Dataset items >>
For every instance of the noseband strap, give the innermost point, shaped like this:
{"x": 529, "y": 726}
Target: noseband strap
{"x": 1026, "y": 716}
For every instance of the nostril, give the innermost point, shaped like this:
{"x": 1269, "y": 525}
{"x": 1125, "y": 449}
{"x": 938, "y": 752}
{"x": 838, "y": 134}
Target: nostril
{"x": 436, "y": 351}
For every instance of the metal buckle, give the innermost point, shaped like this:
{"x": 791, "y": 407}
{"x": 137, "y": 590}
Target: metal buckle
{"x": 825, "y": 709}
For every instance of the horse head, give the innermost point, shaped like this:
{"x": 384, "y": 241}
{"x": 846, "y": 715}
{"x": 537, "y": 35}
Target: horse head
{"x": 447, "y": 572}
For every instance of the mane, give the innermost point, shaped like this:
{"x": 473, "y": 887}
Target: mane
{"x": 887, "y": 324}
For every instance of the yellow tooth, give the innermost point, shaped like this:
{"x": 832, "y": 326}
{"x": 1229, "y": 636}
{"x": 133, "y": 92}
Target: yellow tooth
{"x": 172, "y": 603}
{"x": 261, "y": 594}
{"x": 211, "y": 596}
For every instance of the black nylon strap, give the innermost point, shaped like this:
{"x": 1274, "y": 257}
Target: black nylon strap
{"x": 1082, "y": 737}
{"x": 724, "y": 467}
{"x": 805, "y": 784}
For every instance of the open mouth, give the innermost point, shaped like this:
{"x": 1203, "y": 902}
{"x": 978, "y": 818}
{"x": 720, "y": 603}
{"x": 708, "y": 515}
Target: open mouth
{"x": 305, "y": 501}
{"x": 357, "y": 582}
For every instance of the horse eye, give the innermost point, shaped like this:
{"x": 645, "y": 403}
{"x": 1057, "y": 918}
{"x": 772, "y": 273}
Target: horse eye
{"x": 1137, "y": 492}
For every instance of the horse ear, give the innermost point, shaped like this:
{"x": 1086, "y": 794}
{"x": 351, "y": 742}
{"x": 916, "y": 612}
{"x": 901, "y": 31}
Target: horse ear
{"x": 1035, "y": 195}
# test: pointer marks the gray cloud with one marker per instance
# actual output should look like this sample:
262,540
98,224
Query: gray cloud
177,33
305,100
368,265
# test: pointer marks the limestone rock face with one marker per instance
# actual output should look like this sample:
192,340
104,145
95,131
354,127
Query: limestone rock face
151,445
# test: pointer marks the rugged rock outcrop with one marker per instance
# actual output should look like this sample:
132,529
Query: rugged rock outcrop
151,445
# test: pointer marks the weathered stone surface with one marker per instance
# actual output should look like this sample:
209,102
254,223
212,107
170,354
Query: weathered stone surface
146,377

Instructions to follow >> All the records shown above need to be given again exactly.

Written answer >>
For every instance of the noseband strap, give the innermost point, shaped like this:
{"x": 529, "y": 726}
Target: noseband strap
{"x": 1026, "y": 716}
For every instance of the nostril, give the innermost point, shaped like this:
{"x": 1269, "y": 525}
{"x": 1125, "y": 449}
{"x": 938, "y": 752}
{"x": 838, "y": 134}
Target: nostril
{"x": 436, "y": 351}
For every instance of the metal buckle, give the innermost point, shaped like this:
{"x": 791, "y": 407}
{"x": 137, "y": 590}
Target: metal buckle
{"x": 825, "y": 709}
For every instance of the horse head, give the innermost point, shaped like this:
{"x": 384, "y": 241}
{"x": 846, "y": 715}
{"x": 537, "y": 35}
Target: horse head
{"x": 447, "y": 572}
For every instance of the mane, give the innermost point, shaped like this:
{"x": 473, "y": 887}
Target: mane
{"x": 887, "y": 324}
For every instance of the yellow tooth, give the innermost point, shaped like this:
{"x": 832, "y": 326}
{"x": 1229, "y": 636}
{"x": 133, "y": 92}
Target: yellow tooth
{"x": 172, "y": 603}
{"x": 261, "y": 594}
{"x": 211, "y": 596}
For every instance of the black nylon strap, give the innermost point, shaped like this:
{"x": 1274, "y": 257}
Target: black nylon strap
{"x": 1082, "y": 737}
{"x": 724, "y": 467}
{"x": 805, "y": 784}
For every instance of the open mouth, give the innermost point, shaped like this:
{"x": 1203, "y": 902}
{"x": 978, "y": 818}
{"x": 720, "y": 603}
{"x": 708, "y": 515}
Target: open mouth
{"x": 305, "y": 501}
{"x": 357, "y": 582}
For every instance of the horse eye, give the innermost point, shaped like this:
{"x": 645, "y": 403}
{"x": 1057, "y": 918}
{"x": 772, "y": 273}
Target: horse eye
{"x": 1137, "y": 492}
For every instance of the horse ear, give the innermost point, shaped like this:
{"x": 1086, "y": 794}
{"x": 351, "y": 742}
{"x": 916, "y": 612}
{"x": 901, "y": 31}
Target: horse ear
{"x": 1035, "y": 195}
# test: pointer marks the gray cloud with one marker per instance
# actual output should look like this sample:
262,540
98,224
Query: gray cloud
177,33
305,100
368,265
# test: pointer marks the limestone rock face with one marker per instance
# actual output should look like this sample:
192,340
104,145
95,131
354,127
Query: limestone rock face
151,445
# test: pointer marks the rugged rock outcrop with one marker per instance
# actual output should look like this sample:
132,529
Query: rugged rock outcrop
151,445
# test: pointer marks the weathered stone surface with one marker per instance
# actual output should look like this sample:
209,102
254,223
212,107
170,354
Query: weathered stone surface
146,377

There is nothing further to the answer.